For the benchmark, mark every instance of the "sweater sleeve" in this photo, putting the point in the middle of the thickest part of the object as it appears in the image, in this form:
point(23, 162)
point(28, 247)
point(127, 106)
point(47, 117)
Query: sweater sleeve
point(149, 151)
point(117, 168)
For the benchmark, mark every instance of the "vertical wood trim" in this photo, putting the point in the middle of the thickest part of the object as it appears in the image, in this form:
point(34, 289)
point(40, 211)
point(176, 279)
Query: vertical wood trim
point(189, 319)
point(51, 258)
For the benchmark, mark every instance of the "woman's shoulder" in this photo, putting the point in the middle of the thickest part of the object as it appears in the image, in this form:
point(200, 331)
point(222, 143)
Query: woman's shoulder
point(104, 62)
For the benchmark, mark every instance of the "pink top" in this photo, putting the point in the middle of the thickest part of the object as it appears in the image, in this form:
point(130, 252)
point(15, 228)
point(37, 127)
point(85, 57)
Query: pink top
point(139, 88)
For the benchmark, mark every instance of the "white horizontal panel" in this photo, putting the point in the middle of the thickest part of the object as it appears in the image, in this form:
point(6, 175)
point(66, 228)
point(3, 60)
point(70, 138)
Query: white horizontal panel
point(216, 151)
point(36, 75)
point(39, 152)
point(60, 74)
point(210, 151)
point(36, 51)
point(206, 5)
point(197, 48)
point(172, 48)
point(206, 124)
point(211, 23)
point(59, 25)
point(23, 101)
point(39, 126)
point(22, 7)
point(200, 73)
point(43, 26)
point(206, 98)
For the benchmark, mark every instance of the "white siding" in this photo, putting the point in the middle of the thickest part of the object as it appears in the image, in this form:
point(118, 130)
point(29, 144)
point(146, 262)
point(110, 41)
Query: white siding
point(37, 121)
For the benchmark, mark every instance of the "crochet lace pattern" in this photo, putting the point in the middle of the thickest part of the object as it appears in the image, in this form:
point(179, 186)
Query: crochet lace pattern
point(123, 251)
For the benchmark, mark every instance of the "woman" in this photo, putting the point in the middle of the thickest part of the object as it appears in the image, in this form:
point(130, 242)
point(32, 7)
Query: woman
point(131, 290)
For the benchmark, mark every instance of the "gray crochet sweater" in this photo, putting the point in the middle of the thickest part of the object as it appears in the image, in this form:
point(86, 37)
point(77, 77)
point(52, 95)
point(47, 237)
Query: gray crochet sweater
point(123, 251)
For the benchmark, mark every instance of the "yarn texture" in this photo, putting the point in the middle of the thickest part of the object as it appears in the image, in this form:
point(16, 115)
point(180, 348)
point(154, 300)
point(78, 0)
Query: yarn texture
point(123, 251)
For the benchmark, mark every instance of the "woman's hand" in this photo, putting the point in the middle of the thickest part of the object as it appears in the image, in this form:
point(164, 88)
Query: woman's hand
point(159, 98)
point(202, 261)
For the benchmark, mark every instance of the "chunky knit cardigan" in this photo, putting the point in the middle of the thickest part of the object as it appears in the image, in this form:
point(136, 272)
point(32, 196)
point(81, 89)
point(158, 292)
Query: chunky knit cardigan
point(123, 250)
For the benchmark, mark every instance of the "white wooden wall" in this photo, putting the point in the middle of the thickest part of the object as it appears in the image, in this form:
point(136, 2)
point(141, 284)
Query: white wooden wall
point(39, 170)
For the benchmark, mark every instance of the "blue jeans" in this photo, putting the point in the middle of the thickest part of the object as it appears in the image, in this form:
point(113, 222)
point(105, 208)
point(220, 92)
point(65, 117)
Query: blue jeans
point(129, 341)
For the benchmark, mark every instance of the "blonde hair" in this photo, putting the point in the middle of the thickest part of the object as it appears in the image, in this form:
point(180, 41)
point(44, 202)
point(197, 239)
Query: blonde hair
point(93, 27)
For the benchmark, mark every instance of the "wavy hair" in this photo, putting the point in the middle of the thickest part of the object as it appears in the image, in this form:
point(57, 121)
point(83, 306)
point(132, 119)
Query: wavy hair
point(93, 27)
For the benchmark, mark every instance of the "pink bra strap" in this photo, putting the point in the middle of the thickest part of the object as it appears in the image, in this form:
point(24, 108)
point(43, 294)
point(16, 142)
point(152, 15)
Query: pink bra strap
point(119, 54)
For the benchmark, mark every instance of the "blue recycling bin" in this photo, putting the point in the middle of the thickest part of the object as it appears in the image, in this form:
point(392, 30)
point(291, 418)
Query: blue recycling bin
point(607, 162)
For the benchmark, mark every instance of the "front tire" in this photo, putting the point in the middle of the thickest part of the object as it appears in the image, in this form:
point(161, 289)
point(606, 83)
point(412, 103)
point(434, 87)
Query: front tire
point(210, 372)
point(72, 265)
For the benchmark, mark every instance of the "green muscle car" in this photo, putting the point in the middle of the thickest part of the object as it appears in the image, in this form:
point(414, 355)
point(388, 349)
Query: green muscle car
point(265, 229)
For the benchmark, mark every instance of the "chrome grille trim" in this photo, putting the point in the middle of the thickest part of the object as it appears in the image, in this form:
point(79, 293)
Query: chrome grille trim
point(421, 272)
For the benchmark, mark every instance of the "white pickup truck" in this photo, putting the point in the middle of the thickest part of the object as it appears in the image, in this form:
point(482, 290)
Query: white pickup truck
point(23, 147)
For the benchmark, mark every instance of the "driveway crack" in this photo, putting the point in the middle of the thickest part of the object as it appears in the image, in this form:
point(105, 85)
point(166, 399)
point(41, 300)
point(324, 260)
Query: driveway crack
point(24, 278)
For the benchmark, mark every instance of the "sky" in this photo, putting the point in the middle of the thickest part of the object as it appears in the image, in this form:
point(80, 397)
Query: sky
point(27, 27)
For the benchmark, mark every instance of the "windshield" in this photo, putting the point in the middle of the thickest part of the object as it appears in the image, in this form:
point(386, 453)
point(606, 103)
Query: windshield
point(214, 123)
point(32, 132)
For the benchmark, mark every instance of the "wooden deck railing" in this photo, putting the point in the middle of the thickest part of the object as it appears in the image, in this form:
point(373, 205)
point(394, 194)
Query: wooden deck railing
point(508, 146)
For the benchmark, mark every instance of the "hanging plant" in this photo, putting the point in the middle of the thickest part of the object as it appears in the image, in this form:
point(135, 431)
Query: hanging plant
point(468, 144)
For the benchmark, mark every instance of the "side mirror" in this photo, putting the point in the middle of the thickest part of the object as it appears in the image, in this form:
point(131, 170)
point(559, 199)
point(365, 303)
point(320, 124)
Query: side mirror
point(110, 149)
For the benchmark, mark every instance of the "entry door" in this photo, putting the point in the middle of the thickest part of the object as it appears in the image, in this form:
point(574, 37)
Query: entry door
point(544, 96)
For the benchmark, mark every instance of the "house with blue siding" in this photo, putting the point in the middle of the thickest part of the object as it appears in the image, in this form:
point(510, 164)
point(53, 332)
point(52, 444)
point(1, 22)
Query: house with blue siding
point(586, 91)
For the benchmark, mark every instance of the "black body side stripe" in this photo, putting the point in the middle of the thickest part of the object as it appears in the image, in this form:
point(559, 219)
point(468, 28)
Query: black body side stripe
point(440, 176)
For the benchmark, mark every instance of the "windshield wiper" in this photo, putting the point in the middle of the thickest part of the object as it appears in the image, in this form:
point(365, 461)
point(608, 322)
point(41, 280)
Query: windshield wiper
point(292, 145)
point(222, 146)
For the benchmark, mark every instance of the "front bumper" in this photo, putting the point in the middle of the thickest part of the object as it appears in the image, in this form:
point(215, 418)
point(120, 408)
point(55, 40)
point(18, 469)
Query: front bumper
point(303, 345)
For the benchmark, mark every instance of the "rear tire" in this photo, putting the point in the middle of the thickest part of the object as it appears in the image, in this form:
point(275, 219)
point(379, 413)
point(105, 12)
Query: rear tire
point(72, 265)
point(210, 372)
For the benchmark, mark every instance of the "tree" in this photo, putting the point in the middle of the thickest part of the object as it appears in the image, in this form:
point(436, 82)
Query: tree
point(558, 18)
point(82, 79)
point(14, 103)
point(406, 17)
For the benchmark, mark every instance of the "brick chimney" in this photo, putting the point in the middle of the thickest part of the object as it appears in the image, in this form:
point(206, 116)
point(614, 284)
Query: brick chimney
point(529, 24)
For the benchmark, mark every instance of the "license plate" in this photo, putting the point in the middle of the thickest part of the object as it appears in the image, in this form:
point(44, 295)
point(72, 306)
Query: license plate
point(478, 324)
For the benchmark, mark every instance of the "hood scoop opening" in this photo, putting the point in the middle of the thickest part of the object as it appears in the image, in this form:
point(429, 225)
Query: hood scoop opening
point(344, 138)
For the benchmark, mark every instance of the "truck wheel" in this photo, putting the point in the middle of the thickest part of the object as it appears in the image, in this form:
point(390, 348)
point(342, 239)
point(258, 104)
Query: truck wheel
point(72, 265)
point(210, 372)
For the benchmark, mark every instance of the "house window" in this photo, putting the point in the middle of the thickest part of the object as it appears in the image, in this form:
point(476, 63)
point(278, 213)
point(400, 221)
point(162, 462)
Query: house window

====

Directions for this task —
Count how many lines in the records above contain the word "horizontal". Reply with the number only.

Reply to the exercise —
2